== Requirement ==
Below are the records; give again exactly the line with "Target | small boat", the line with "Target | hazy sky", and each line that lies between them, and nothing besides.

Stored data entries
════

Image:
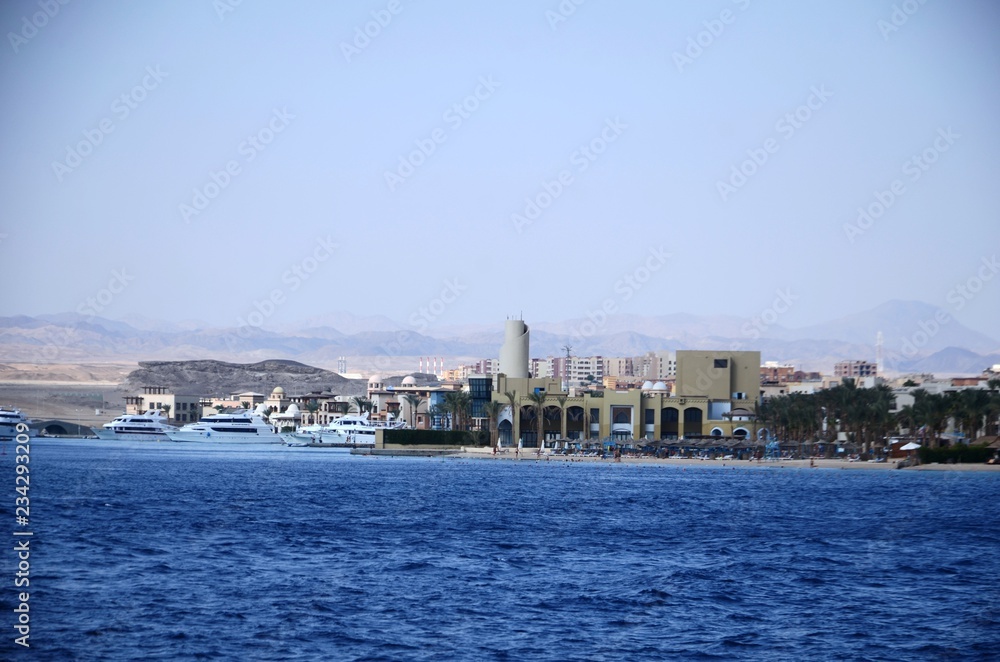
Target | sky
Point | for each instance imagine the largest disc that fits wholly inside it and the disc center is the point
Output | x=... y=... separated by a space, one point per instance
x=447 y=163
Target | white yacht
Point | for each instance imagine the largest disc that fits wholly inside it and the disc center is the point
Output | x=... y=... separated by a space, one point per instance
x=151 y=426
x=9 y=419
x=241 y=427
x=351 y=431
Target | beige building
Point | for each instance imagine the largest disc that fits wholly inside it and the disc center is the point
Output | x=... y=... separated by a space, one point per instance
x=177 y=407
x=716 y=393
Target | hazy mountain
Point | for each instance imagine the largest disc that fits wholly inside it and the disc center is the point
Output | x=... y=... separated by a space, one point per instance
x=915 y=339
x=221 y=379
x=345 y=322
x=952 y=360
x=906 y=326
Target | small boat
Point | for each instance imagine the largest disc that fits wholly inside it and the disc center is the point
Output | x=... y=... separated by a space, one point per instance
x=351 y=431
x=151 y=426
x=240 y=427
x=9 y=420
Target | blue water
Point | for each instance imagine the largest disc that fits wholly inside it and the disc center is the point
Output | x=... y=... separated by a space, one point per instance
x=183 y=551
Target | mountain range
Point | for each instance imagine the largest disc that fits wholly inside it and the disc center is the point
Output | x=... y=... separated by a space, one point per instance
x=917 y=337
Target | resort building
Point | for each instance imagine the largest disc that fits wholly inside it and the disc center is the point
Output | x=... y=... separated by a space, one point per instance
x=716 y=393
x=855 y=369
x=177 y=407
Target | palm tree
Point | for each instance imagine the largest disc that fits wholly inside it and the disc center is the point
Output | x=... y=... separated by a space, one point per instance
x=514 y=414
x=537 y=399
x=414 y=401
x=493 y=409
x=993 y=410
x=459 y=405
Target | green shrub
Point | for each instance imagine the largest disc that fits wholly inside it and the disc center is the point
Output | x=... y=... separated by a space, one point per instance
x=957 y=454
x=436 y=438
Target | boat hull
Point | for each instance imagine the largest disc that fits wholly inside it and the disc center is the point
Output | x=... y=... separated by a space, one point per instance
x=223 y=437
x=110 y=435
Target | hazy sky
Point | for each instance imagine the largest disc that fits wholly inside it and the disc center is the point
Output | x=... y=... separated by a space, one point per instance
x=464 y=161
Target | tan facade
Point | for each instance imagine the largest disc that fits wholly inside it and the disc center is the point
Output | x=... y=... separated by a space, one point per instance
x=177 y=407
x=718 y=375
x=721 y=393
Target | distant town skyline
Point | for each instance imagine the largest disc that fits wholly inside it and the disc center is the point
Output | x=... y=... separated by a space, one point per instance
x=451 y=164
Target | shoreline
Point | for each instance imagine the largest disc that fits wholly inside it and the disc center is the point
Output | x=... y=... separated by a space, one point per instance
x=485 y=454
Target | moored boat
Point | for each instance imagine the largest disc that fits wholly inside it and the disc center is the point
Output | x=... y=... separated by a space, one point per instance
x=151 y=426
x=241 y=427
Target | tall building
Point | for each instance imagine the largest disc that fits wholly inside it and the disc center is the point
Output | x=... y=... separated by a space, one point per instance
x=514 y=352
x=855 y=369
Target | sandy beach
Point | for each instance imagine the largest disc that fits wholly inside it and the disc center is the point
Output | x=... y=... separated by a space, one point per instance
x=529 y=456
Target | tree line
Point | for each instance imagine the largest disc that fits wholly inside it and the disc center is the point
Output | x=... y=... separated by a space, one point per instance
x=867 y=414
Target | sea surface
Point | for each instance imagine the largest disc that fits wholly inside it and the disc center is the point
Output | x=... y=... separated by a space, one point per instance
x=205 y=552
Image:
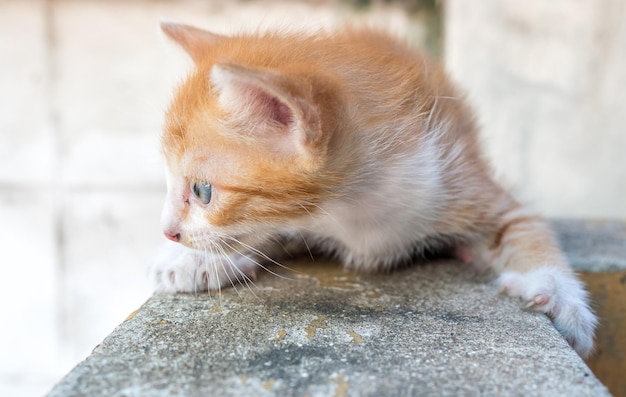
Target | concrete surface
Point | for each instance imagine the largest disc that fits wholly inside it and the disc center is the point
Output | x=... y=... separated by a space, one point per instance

════

== Exercise result ==
Target | small boat
Point | for each instance imagine the largest disc that fits wholly inside it and the disc center is the point
Output | x=... y=... separated by a space, one point per instance
x=351 y=431
x=151 y=426
x=240 y=427
x=9 y=420
Target | blue water
Point | for each instance imagine the largest disc that fits wholly inside it and the disc center is the point
Output | x=... y=... separated by a space, one point per instance
x=183 y=551
Target | mountain range
Point | for each instance imagine the largest disc that fits wholly inside it and the disc center is the point
Output | x=... y=... separated by a space, one point per instance
x=917 y=337
Target | resort building
Point | for each instance imagine the largest disc that fits wholly inside it and the disc center is the point
Output | x=... y=... separated by a space, one point per instance
x=716 y=393
x=855 y=369
x=177 y=407
Target | palm tree
Point | for each instance imagine the largest disc that fits wholly inside it and the disc center is the point
Output | x=... y=... separated by a space, one point per instance
x=514 y=414
x=537 y=399
x=414 y=401
x=493 y=409
x=993 y=410
x=459 y=405
Target | green shrub
Point | for each instance imagine the largest disc that fits wholly inside it and the disc center is the point
Output | x=... y=... separated by a space, one point per instance
x=957 y=454
x=436 y=438
Target | boat hull
Point | for each instance imagine the largest disc that fits wholly inside it and the disc center is the point
Output | x=... y=... separated by a space, one point per instance
x=223 y=437
x=110 y=435
Target | hazy sky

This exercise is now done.